* WHAT TO DO *
Retype all of the data word for word, without pictures.

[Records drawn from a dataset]

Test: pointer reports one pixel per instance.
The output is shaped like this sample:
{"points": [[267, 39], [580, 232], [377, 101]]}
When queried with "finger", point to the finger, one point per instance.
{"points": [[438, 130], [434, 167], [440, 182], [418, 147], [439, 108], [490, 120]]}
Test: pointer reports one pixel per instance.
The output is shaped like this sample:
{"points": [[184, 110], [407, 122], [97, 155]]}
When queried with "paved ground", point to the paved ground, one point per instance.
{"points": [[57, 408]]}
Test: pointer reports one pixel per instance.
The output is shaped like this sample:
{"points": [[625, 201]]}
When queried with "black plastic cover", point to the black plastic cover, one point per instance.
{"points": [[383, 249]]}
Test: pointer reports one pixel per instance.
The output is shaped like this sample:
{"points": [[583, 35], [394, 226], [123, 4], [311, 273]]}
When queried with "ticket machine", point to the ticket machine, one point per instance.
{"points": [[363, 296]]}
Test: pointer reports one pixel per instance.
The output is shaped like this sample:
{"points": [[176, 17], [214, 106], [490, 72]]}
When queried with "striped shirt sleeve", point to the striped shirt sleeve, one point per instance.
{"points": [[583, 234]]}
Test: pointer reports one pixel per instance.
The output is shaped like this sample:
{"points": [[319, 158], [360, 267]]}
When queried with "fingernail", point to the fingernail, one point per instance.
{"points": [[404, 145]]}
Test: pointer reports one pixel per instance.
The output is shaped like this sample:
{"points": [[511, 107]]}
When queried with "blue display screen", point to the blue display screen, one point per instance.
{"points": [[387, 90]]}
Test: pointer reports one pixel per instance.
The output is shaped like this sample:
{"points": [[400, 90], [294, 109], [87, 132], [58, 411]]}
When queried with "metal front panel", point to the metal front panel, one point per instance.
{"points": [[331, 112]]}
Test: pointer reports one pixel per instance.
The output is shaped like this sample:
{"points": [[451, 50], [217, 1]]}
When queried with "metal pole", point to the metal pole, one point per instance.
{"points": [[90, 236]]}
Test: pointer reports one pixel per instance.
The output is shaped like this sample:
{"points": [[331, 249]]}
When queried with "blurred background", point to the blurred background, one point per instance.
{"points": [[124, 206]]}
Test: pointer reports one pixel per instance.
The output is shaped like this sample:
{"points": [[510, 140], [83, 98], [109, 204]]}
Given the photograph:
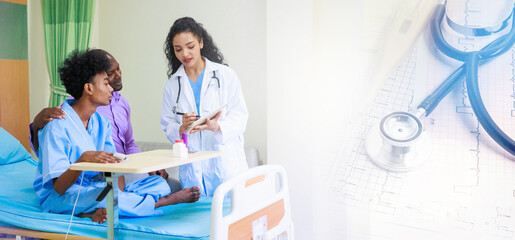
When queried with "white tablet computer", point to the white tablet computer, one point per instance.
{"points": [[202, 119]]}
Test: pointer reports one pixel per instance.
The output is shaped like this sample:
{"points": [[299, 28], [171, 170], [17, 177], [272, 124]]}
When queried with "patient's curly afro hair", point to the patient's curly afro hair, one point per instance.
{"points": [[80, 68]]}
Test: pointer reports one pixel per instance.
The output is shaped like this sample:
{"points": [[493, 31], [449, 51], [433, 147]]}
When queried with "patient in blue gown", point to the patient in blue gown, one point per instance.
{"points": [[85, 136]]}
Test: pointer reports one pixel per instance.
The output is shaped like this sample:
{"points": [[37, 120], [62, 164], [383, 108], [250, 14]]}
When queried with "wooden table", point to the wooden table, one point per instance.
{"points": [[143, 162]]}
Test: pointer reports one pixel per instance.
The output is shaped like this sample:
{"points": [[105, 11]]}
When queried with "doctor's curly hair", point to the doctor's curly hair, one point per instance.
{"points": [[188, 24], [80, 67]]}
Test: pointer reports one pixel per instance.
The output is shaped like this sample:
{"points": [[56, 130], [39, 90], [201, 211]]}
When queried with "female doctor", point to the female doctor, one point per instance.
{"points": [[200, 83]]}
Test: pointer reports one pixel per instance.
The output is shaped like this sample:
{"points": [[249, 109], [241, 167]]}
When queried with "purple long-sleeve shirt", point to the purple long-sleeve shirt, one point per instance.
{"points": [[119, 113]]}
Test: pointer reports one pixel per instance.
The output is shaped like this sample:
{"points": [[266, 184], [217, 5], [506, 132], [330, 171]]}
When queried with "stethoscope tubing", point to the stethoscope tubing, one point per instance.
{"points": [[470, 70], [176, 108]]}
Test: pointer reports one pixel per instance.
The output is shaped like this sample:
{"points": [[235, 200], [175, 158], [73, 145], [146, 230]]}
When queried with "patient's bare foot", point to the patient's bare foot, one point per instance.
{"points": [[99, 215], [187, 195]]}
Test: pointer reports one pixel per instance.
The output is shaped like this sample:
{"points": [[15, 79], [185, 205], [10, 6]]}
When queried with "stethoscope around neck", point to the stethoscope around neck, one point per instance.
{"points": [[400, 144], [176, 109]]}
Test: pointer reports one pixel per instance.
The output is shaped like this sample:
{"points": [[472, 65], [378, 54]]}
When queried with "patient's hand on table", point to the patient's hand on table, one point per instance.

* WRITTEN ANSWER *
Test: pointer reports one pixel per instance.
The output is shaped like this sample:
{"points": [[267, 39], [580, 232], [377, 101]]}
When queried with "finger", point to the finger, one point per instance.
{"points": [[438, 130], [434, 167], [440, 182], [418, 147], [439, 108], [490, 120]]}
Test: pointer reports one pixel per instance.
The output is shaped like this sample:
{"points": [[184, 110], [407, 122], [97, 155]]}
When queried with "paved ground", point to the paved ground, one point per instance.
{"points": [[57, 408]]}
Test: pointer reports one pixel per instance.
The output is shaped like this sample:
{"points": [[625, 201]]}
When queried with "black plastic cover", point to the black plastic cover, one point per instance.
{"points": [[383, 249]]}
Test: pointer reports one pixel per instance.
The output is shaped like this sample:
{"points": [[583, 35], [394, 226], [123, 4], [311, 273]]}
When queried with "ticket machine", point to the ticket machine, one point per instance.
{"points": [[363, 296]]}
Test: pointer reports one pixel per instance.
The output is shaped like this sample:
{"points": [[176, 17], [214, 106], [490, 72]]}
When queried with "striped shirt sleeve", point to the striped shirt sleeve, one point per instance.
{"points": [[583, 234]]}
Test: pointer reports one pixel per instance.
The output is shaped like this sample:
{"points": [[319, 158], [360, 267]]}
When queried with "fingernail", point to the fingernail, one point per instance.
{"points": [[404, 145]]}
Test: pointer reports one pixel per instance.
The output is shaped like this sample:
{"points": [[511, 107]]}
When queried with "blue display screen", point to the blue display screen, one point per instance.
{"points": [[387, 90]]}
Test: pointer reports one pixel per instance.
The output is shaped like this sample:
{"points": [[400, 90], [294, 109], [87, 132], [58, 411]]}
When queried with "metal front panel", point to the metal front panel, one point per instance.
{"points": [[331, 112]]}
Test: pointer reports one pixel per instance.
The output is shaped like this sample:
{"points": [[451, 50], [217, 1]]}
When queried with "metal pole", point to the metal pole, one point per instance.
{"points": [[90, 236]]}
Test: pointer reports one pixel per instance.
The output is shaped like this sample:
{"points": [[331, 249]]}
When queried with "blurred background", point to the blurred background, one point per instance.
{"points": [[124, 206]]}
Test: pointer reports one pixel per instance.
The output is shaped like this sample:
{"points": [[510, 140], [83, 98], [109, 204]]}
Given the photograph:
When queried with "white tablet computer", point to the white tablet computer, one point per instance.
{"points": [[202, 119]]}
Test: pointer reports one pixel per instance.
The output is shaped like this sample:
{"points": [[299, 28], [171, 170], [17, 177], [272, 124]]}
When queried with "patient's curly afro hair", point to the patient's curly afro hair, one point per instance.
{"points": [[80, 68]]}
Test: pointer reports one pixel per instance.
The output is shaped like this sample:
{"points": [[493, 31], [449, 51], [433, 147]]}
When queried with "patient in blue gown", point to the patient in blue gown, one point per instance.
{"points": [[85, 136]]}
Test: pointer reports one pixel per instance.
The output is shaped like this sample:
{"points": [[37, 120], [62, 164], [383, 108], [250, 14]]}
When queried with "wooden table", point to the wooden table, one point per instance.
{"points": [[143, 162]]}
Test: pointer reports one pixel per instance.
The output is shaped like this sample:
{"points": [[105, 11]]}
When queried with "doctor's curly hair", point to the doctor's curly hair, one point per instance.
{"points": [[188, 24], [80, 67]]}
Test: pointer reports one pixel per instance.
The output is shaped like this sample:
{"points": [[56, 130], [39, 90], [201, 211]]}
When queried with "female doctor", point to the female doctor, one point per instance.
{"points": [[200, 83]]}
Test: pointer reports one pixel per instance.
The output is shaped like this sample:
{"points": [[249, 109], [241, 167]]}
When queried with "purple long-sleeve shirt", point to the purple long-sleeve shirt, one point per instance.
{"points": [[119, 113]]}
Test: pointer reports one pixel per instance.
The output is shaped like this sample:
{"points": [[266, 184], [217, 5], [506, 132], [330, 171]]}
When queried with "stethoscope tubing", point to the stethoscope tubing, one point per instance.
{"points": [[470, 70], [176, 108]]}
Test: pointer reports one pixel per instance.
The output is shaped like this sample:
{"points": [[235, 200], [175, 158], [73, 145], [146, 230]]}
When queried with "patient's bare foot", point to the patient's bare foot, one point per instance.
{"points": [[99, 215], [187, 195]]}
Test: pointer reports one pixel per instance.
The output is shaped like this sample:
{"points": [[15, 79], [185, 205], [10, 6]]}
When queried with "stethoscope around neck", point to the stethoscope around neck, one point per instance.
{"points": [[400, 144], [176, 109]]}
Test: pointer reports one pixel per instance.
The output is shaped like this sample:
{"points": [[472, 65], [378, 54]]}
When queried with "patient's hand on table", point to the patient's hand on table, one point per instance.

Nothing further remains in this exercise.